Reproduce exactly, from the data that follows, the line with "Tag each bird's back.", the line with "Tag each dark", and every line that lies between them.

**MATERIAL FOR THIS TASK**
····················

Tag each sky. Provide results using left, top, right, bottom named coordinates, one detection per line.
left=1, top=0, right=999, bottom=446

····················

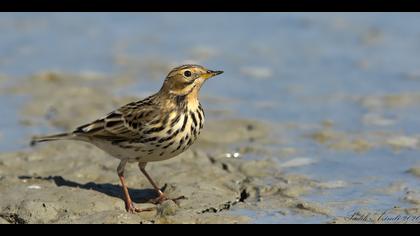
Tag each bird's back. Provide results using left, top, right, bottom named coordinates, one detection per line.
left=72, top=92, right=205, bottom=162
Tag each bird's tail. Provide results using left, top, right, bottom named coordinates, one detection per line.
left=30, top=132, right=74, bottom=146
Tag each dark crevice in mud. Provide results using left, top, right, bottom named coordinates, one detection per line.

····················

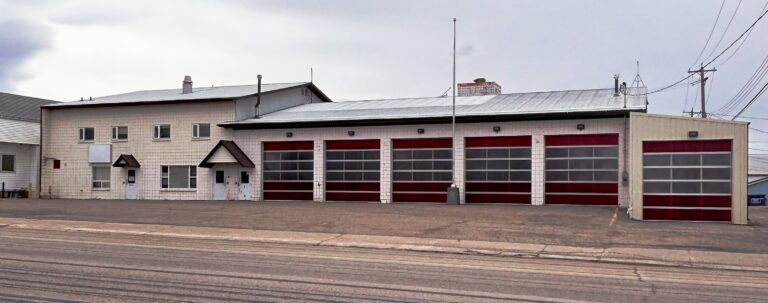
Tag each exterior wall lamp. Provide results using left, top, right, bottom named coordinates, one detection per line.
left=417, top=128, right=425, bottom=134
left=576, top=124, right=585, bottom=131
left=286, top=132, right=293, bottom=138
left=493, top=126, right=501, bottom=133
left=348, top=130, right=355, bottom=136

····················

**OUTPUT OF THE TASK**
Tag each bird's back. Provide results using left, top, right, bottom named coordinates, one detection per line.
left=72, top=92, right=205, bottom=162
Tag each bird's tail. Provide results using left, top, right, bottom named coordinates, one detection per line.
left=30, top=132, right=74, bottom=146
Tag each dark crevice in mud. Provide results using left, top, right, bottom named coordinates, one detection per line.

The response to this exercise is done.